* [Extracted material]
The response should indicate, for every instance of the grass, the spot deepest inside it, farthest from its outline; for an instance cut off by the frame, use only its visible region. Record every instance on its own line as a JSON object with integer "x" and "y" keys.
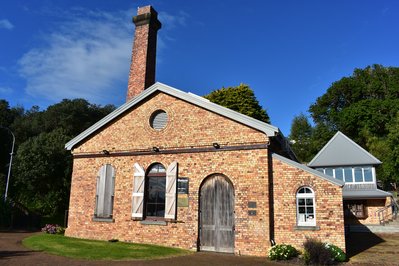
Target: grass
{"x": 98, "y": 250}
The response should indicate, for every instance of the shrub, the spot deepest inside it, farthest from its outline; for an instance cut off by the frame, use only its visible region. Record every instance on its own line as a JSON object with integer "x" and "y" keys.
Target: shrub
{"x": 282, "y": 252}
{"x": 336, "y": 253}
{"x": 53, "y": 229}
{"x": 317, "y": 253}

==

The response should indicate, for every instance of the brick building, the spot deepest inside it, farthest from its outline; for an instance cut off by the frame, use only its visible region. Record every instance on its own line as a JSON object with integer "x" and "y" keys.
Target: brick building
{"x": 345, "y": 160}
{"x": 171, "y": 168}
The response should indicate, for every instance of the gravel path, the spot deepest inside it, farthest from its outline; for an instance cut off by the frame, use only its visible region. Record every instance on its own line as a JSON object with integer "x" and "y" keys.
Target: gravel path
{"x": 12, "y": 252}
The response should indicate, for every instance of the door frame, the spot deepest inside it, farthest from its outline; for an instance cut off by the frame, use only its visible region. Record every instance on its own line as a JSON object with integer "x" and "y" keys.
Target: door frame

* [Task prompt]
Set down the records above, from the line containing "The response should indicate, for every instance of the gravel" through the line containing "Target: door frame", character for character, including both of those lines.

* [Result of this task]
The response should indicate, for every instance of the gravel path, the spot deepest inside it, farthest from its outline; for an instance cut off by the frame, use only its visible region. Record every instance on its own line as a JSON object with integer "x" and "y" keys.
Target: gravel path
{"x": 12, "y": 252}
The response should indicate, for every instance of the door frame, the spot deepest inside it, farthest from its outline; for an instance cut off by the frame, use only its visible region. Record every instance on its own line as a JSON object with integer "x" and "y" keys.
Target: door frame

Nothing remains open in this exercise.